◆ ASSIGNMENT: Reproduce the records below exactly; the images should not appear.

◆ MATERIAL FOR THIS EXERCISE:
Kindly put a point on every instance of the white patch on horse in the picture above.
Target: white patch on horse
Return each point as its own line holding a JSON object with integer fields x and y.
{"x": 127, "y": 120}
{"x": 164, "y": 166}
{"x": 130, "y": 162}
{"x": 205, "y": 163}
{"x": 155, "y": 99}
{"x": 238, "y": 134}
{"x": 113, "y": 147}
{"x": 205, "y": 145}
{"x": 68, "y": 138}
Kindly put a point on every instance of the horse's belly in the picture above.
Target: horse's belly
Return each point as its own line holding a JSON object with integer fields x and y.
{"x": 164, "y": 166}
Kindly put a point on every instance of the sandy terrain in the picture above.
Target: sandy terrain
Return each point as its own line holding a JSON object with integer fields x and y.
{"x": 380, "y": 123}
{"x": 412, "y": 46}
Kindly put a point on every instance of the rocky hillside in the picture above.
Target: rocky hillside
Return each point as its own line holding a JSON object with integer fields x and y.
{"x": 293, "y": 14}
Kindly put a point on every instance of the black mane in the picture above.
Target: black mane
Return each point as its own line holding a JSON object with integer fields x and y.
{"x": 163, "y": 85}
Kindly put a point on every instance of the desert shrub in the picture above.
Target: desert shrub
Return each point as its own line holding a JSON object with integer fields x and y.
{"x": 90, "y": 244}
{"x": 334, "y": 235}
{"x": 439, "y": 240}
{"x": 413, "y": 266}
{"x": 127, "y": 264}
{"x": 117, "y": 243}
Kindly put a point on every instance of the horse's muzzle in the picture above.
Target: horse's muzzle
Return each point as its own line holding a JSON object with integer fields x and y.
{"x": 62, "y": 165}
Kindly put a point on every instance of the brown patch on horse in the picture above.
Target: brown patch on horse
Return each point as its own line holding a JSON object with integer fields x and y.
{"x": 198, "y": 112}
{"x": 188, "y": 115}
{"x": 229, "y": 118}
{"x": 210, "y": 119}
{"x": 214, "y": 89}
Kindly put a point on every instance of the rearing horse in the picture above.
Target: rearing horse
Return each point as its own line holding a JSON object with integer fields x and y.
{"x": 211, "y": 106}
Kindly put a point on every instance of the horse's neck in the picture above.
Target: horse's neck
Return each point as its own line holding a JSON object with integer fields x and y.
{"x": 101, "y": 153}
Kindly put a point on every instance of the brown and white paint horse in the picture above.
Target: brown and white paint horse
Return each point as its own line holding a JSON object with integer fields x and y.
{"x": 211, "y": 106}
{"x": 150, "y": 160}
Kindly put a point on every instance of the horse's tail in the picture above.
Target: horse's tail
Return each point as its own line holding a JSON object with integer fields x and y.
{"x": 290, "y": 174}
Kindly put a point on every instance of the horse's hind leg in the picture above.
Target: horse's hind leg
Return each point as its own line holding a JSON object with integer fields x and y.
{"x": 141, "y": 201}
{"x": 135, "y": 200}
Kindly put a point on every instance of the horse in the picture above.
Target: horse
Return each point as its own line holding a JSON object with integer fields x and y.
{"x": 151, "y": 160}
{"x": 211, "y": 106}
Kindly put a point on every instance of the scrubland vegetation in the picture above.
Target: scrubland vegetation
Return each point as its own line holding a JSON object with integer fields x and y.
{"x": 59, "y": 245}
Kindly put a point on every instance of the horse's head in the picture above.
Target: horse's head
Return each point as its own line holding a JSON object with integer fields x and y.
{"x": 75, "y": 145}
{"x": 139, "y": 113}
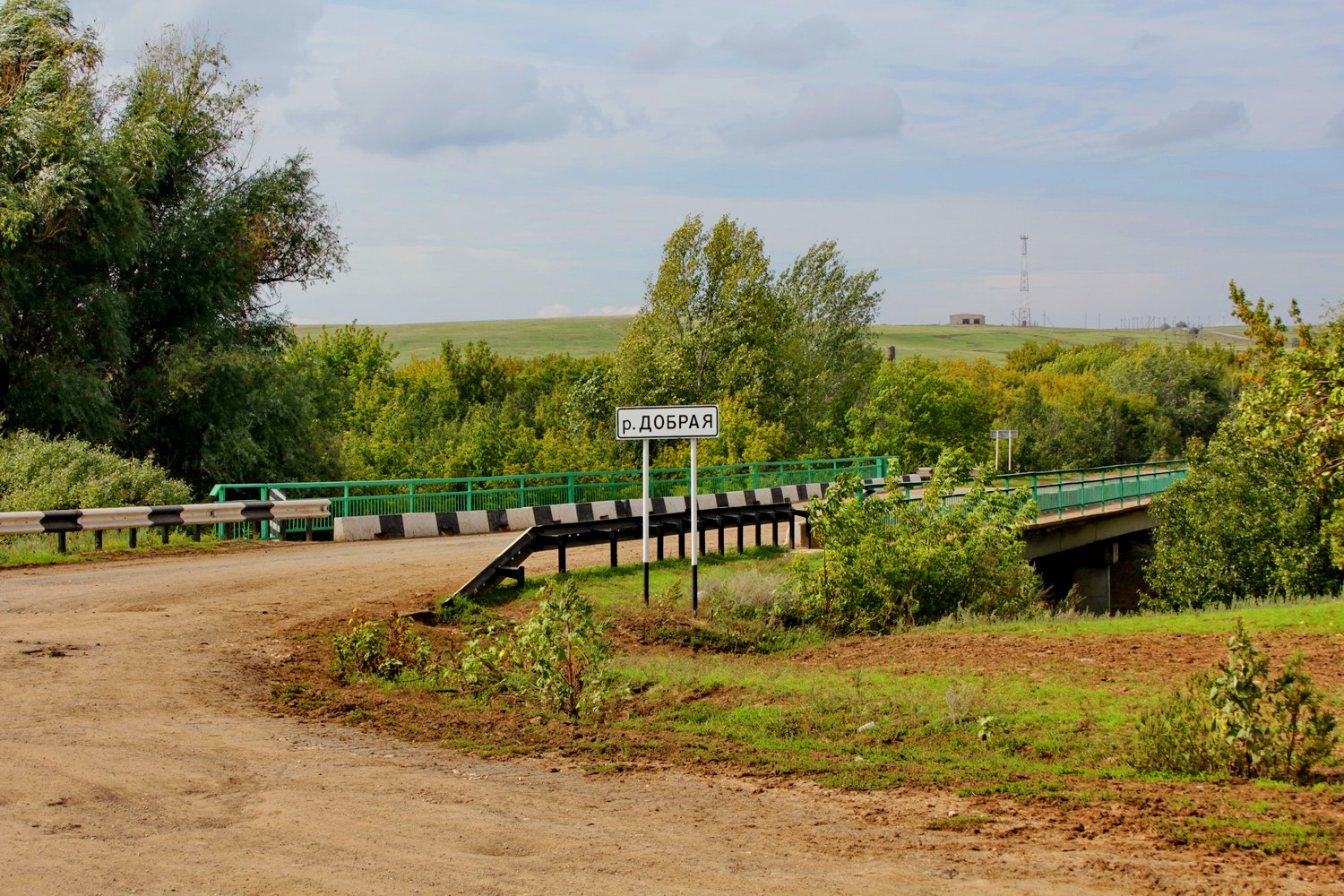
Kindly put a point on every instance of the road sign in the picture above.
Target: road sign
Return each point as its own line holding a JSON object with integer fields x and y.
{"x": 668, "y": 422}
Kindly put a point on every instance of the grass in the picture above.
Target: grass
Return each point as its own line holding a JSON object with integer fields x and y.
{"x": 1324, "y": 616}
{"x": 1037, "y": 735}
{"x": 589, "y": 336}
{"x": 529, "y": 338}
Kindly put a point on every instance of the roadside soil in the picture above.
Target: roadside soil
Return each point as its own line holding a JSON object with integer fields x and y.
{"x": 142, "y": 754}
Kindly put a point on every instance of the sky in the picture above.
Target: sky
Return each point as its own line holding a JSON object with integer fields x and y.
{"x": 505, "y": 159}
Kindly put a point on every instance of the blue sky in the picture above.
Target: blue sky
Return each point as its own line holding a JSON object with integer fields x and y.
{"x": 511, "y": 159}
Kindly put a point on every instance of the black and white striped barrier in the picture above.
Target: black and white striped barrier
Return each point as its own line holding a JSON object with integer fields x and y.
{"x": 424, "y": 525}
{"x": 196, "y": 514}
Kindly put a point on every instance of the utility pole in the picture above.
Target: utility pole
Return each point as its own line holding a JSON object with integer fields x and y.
{"x": 1023, "y": 289}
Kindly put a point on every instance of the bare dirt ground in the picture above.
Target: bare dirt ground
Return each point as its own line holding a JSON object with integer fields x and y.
{"x": 139, "y": 755}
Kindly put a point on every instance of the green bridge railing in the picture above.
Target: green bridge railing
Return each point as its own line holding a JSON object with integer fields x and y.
{"x": 367, "y": 497}
{"x": 1061, "y": 492}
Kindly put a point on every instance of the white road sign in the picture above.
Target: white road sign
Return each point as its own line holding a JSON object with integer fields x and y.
{"x": 672, "y": 422}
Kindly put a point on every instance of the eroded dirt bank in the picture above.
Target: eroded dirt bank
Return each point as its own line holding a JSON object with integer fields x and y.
{"x": 139, "y": 756}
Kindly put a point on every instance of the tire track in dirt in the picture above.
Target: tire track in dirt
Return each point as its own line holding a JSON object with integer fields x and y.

◆ COMPLETED EXERCISE:
Kindly put a point on every instance of the white patch on horse in the picture above.
Target: white patch on horse
Return each point as its own line holding a JSON object with integer fields x and y.
{"x": 127, "y": 120}
{"x": 164, "y": 166}
{"x": 130, "y": 162}
{"x": 205, "y": 163}
{"x": 155, "y": 99}
{"x": 238, "y": 134}
{"x": 113, "y": 147}
{"x": 205, "y": 145}
{"x": 68, "y": 138}
Kindly put a point on every instance of the horse's belly in the picture above.
Target: horse's belly
Return each point as its own line holding a JSON object with integer fields x and y.
{"x": 164, "y": 166}
Kindly put a point on every instance of the sandy terrain in the picture above.
Target: sandy terrain
Return each point as its own line holding a JSON object with integer fields x and y.
{"x": 380, "y": 123}
{"x": 412, "y": 46}
Kindly put a point on every instance of the rocky hillside in the picture above.
Target: rocky hillside
Return each point as its own line holding a JSON object with integer fields x and y.
{"x": 293, "y": 14}
Kindly put a point on every instance of the black mane in the picture above.
Target: black mane
Return each point as its own line holding a JSON object with integer fields x and y.
{"x": 163, "y": 85}
Kindly put a point on every instance of the desert shrub in the picture above.
Target: desert shrub
Return each point as its own line holding a JSON object with integer fields x and y.
{"x": 90, "y": 244}
{"x": 334, "y": 235}
{"x": 439, "y": 240}
{"x": 413, "y": 266}
{"x": 127, "y": 264}
{"x": 117, "y": 243}
Kindly put a point on every instance of the horse's muzzle in the picture above.
Target: horse's muzzle
Return each point as its own line holding a JSON object with integer fields x and y.
{"x": 62, "y": 165}
Kindly put a point on every instance of the brown patch on horse in the picture above.
Target: brown patch on horse
Return each point as its own line holding a JSON object with integer fields x and y.
{"x": 198, "y": 112}
{"x": 188, "y": 115}
{"x": 229, "y": 118}
{"x": 210, "y": 119}
{"x": 214, "y": 89}
Kindly put a point on every instance of the rearing horse in the picture above.
Target: rearing horse
Return each point as its own line holding a JSON object with integer fields x and y.
{"x": 211, "y": 106}
Kindly put a point on every instance of the horse's neck in the picture above.
Target: horse's neck
Return each point as its own line holding a JSON object with integer fields x and y.
{"x": 101, "y": 153}
Kindly put a point on every instance of the brown and white paint horse in the picture above.
Target: brown and white paint horse
Return each point as its own line holding a JSON object with integer fields x and y.
{"x": 211, "y": 106}
{"x": 150, "y": 160}
Kindly put a point on every instance of the horse's tail in the picture above.
Target: horse's tail
Return each point as its own line holding a JSON object with integer fields x and y.
{"x": 290, "y": 174}
Kindly put a point on every instance of the horse's hind leg in the picture above.
Target: horse's hind leg
Return each point as its own line holding a JSON object with integer fields x and y.
{"x": 141, "y": 201}
{"x": 135, "y": 200}
Kindly put a point on every instance of the horse in the picture above.
Target: horse
Return each point as its own line holding a JSON object with integer fields x and y.
{"x": 151, "y": 160}
{"x": 211, "y": 106}
Kindly put a point on every instance of the scrubland vegetation in the picture above.
Target: scrubland vegetation
Return each point as its own line holding a JSON object with integer fields x and y.
{"x": 59, "y": 245}
Kindly put a point on every instance of the horse's head in the picture above.
Target: horse's head
Return each point as its own line holding a JSON object with integer fields x and y.
{"x": 75, "y": 145}
{"x": 139, "y": 113}
Kindly put a point on every instance of the road sign in the picture above.
Target: road sign
Return each point as its own line holding a JSON object with integer fields x and y.
{"x": 668, "y": 422}
Kindly put a point on every instance of the grass in the picture above.
Target: grass
Return each point as its own line holding a JSON object with integer fields x and y.
{"x": 1324, "y": 616}
{"x": 1037, "y": 735}
{"x": 589, "y": 336}
{"x": 529, "y": 338}
Kindly put a point on every instance of the roadside soil in the picture above.
Target: roadside soil
Return each point as its own line holding a JSON object with integer fields x and y.
{"x": 142, "y": 754}
Kindly put a point on every instance of the sky in the picture above.
Target: sky
Return each point as its own line holding a JSON object with integer fields x and y.
{"x": 505, "y": 159}
Kindly put a point on every instance of the blue sky in the picture above.
Target: blue sky
Return each point as its own line holding a JSON object with integer fields x and y.
{"x": 511, "y": 159}
Kindly put a point on every instance of the black and white striped barrier in the picture above.
Target: black and white striped barrier
Return each point as its own line holding a JSON object with integer fields x and y.
{"x": 424, "y": 525}
{"x": 196, "y": 514}
Kindly put a point on every instance of the utility pole in the picture above.
Target: utility pole
Return each point as its own line holding a JSON object with integer fields x and y.
{"x": 1023, "y": 289}
Kindly put a point on every instance of the bare dirt ground in the picture above.
Target: bare dirt ground
Return each point as its own line holding a JSON object with integer fields x and y.
{"x": 139, "y": 755}
Kindly put a point on every instance of the green bridge railing in the picture above.
Target: green bridge railing
Return each point as its own line holding a JSON object with integer fields x and y.
{"x": 367, "y": 497}
{"x": 1061, "y": 492}
Kindly put a point on every instance of the white road sign in the picture above.
Target: white road sign
Return each point as its own line holding a JSON object with integer fields x and y.
{"x": 672, "y": 422}
Kindly put a point on every instance of the eroded dirt bank in the picture above.
Target: eroded dirt bank
Return each point as its own line holding a JSON object with integer fields x and y.
{"x": 139, "y": 756}
Kindly put a point on every instance of the tire track in dirt in the picture above.
Target: tire track in dirt
Return each point as its own line holding a JSON object with integer fields x and y.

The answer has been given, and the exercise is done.